TASK DETAILS
How many lines of the material below contain the string "nose"? Matching is case-sensitive, and the reply should be the number alone.

______

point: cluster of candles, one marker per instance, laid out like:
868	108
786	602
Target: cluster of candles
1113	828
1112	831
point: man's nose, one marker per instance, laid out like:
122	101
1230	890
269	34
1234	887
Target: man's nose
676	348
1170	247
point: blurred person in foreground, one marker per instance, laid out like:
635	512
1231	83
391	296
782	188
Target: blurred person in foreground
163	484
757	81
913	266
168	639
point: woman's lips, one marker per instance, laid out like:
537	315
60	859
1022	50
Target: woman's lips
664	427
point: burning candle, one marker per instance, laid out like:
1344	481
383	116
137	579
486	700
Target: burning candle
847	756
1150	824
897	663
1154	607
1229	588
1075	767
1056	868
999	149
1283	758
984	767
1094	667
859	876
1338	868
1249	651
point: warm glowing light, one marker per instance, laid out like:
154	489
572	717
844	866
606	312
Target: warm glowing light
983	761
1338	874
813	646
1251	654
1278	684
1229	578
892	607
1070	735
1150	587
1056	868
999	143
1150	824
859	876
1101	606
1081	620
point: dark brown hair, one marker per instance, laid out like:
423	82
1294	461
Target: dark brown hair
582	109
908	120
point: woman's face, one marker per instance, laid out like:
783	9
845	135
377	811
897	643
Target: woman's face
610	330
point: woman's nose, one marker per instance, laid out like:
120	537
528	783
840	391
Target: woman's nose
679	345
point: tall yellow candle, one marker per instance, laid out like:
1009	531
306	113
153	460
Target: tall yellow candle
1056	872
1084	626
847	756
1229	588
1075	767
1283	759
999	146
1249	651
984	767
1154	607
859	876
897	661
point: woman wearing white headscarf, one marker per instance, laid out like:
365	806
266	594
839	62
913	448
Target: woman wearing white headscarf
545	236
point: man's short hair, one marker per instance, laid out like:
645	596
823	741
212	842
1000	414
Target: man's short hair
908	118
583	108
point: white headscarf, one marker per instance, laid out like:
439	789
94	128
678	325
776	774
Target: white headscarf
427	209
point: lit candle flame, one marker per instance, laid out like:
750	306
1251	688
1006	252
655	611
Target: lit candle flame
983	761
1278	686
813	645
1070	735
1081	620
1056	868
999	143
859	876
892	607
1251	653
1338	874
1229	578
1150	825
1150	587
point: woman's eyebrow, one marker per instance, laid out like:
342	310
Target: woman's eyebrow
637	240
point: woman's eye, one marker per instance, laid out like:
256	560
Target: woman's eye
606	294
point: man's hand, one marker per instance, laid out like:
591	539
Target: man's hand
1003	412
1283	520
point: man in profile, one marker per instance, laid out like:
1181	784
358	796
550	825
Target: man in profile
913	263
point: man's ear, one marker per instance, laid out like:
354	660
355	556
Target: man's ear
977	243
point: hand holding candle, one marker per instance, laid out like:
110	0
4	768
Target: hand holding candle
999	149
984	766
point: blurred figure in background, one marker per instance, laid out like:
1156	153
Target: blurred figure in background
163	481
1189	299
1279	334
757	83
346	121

______

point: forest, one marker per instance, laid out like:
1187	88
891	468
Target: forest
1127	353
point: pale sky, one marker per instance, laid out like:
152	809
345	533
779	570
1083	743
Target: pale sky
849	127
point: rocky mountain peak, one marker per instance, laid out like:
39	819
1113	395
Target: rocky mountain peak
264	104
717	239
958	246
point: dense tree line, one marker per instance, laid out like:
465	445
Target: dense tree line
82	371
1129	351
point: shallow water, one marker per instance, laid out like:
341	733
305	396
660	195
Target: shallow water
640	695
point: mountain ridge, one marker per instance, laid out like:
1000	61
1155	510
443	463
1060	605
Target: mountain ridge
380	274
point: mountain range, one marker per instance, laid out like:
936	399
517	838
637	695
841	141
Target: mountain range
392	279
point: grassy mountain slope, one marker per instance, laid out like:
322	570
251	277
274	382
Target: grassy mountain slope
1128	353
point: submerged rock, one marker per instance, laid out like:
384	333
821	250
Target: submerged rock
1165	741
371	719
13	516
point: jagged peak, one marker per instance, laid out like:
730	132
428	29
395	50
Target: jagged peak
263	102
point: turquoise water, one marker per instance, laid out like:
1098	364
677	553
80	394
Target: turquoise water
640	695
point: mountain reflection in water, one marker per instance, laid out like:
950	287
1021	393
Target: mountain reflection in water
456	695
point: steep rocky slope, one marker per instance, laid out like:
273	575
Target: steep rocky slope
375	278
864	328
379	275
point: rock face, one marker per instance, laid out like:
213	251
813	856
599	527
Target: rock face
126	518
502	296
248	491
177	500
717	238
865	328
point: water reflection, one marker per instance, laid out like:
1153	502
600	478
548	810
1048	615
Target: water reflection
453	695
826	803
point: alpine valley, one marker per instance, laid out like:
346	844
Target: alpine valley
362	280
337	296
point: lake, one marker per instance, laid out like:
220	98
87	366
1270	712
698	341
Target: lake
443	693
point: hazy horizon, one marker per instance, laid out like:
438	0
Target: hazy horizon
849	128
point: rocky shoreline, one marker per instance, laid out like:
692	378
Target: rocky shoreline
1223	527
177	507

______

FINAL RESULT
4